# TEXT EXCERPT
------------------------------------------------

Specifically, the insurers and health care organizations asked the judge to enforce a consent decree entered in federal court in 2015, ordering the state to pay its Medicaid bills to ensure access to health care services does not dry up for those whose health care bills are paid by the state through Medicaid.
In the motion to enforce judgment, filed April 28, the MCOs and providers noted there are hospitals and other health care providers in Illinois who receive more than half of their funding through Medicaid – meaning, if the state does not pay them in a timely fashion, they could be forced to curtail services or even close their doors altogether, the filing said.
The state has responded by telling the judge its current dire financial condition doesn’t allow it to pay all the bills at once – even if they are accompanied by a court order. The plaintiffs conceded this point, but said they believe the state has not properly interpreted its responsibilities under the law in excluding the Medicaid MCOs from the core services it has chosen to fund, including state and public worker pensions.
While the Illinois state constitution does not allow the state to “diminish or impair” pension payments received by retired Illinois public workers, the MCOs argued the 1987 decision by the Chicago-based U.S. Seventh Circuit Court of Appeals in Wisconsin Hospital Association v. Reivitz gives federal judges the authority to order the state to place top billing to Medicaid MCO invoices – including over “pure state obligations such as payments into the state pension system.”
In response, Illinois Attorney General Lisa Madigan had argued in a June 6 filing that the MCOs had misread that decision. The Reivitz case, Madigan said, argued over whether the state could pay less than it had agreed to pay under a consent decree.
“Here, the issue is not and never has been whether the State will pay the amounts it has agreed to pay,” Madigan said. “The issue here … is whether the Court can order the State to pay agreed-upon amounts more quickly or ahead of other obligations on the grounds that more expeditious payment is needed to ensure compliance with a consent decree.
“Because Defendants continue to believe that Plaintiffs have not shown violations of the decrees as a result of the delay in payments, this Court lacks a basis under the decrees or the law to grant the requested relief.
However, should Lefkow still side with the plaintiffs, Madigan asked Lefkow to make any order effective July 1. Should the court order anything earlier than that date, Madigan said the state’s bond rating would be downgraded, producing “the immediate effect of triggering provisions in several credit swap agreements that could require an immediate payment of approximately $39-$107 million and an increase in the interest rate the State pays under the swap agreements, which would further reduce the cash available to the State to pay its obligations.”
Further, Madigan said an order effective July 1 would “send a message to the Illinois General Assembly and Governor that they have until June 30 to resolve the State’s budget impasse and avoid the consequences of the Court’s order.”
“Although Defendants (the state of Illinois) do not know how the Court might word an order granting relief, Defendants anticipate that they will need some time to figure out how in practical terms to comply with any such order, given that … the State’s cash flow crisis leaves Defendants with no obvious way to satisfy Plaintiffs’ request for relief,” Madigan wrote.

------------------------------------------------

# DATA SHOWN
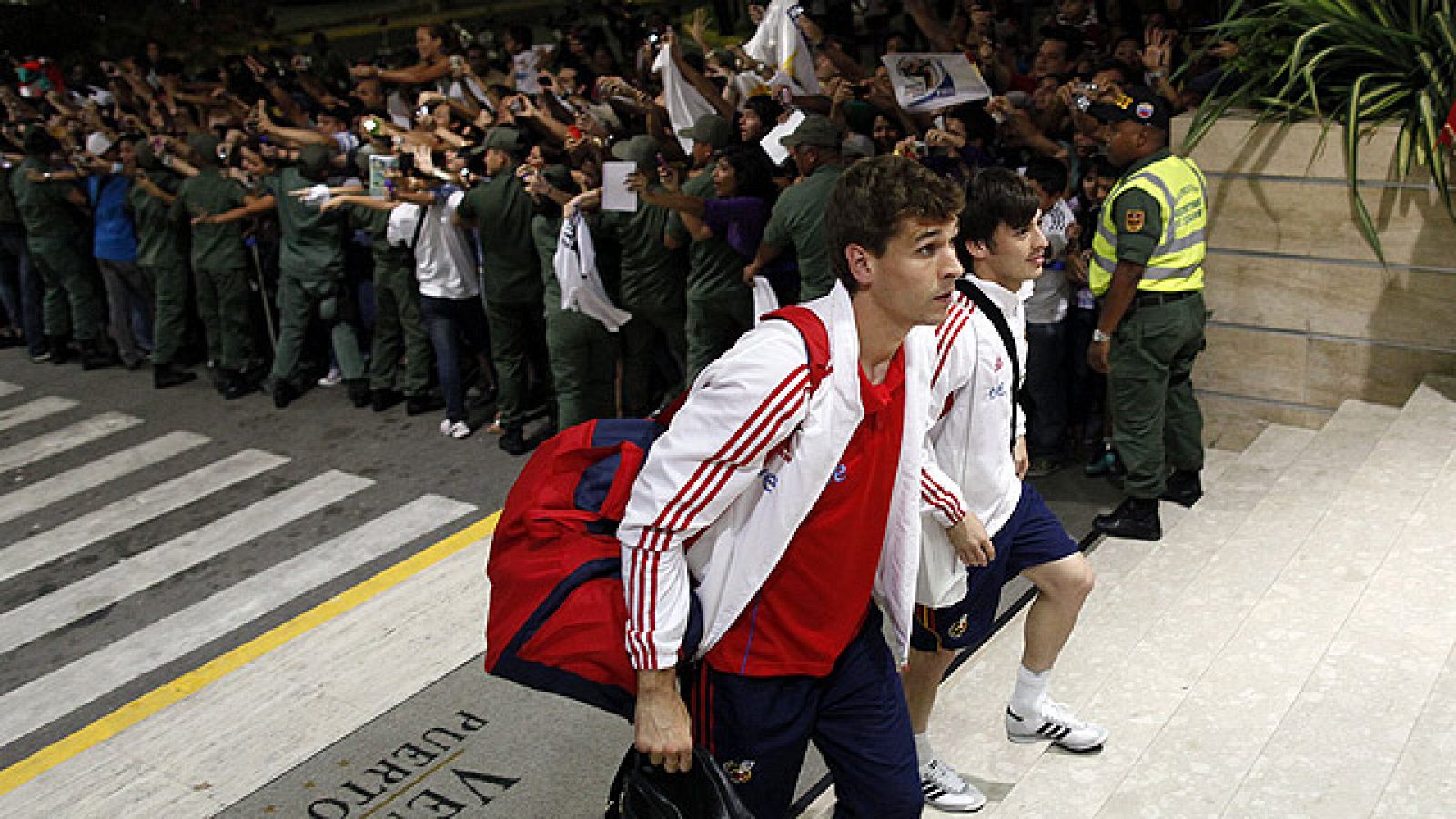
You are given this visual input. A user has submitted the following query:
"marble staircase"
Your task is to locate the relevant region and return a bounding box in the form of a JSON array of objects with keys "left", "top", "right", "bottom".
[{"left": 804, "top": 376, "right": 1456, "bottom": 819}]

------------------------------------------------

# CHECK YOUR UNDERSTANDING
a - Decide whether each statement agrees with the Illinois Medicaid article, and for each one answer yes or no and quote the words that decide it. (i) The consent decree was entered in federal court in 2015. (ii) The plaintiffs disputed the state's claim that it cannot pay all the bills at once. (iii) Madigan asked that any order take effect June 30.
b - Reproduce the stretch of the Illinois Medicaid article from "In response, Illinois" through "under a consent decree.".
c - In the Illinois Medicaid article, on what date was the motion to enforce judgment filed?

# EXPECTED OUTPUTS
a -
(i) Yes: "a consent decree entered in federal court in 2015"
(ii) No: "The plaintiffs conceded this point"
(iii) No: "Madigan asked Lefkow to make any order effective July 1"

b -
In response, Illinois Attorney General Lisa Madigan had argued in a June 6 filing that the MCOs had misread that decision. The Reivitz case, Madigan said, argued over whether the state could pay less than it had agreed to pay under a consent decree.

c - April 28.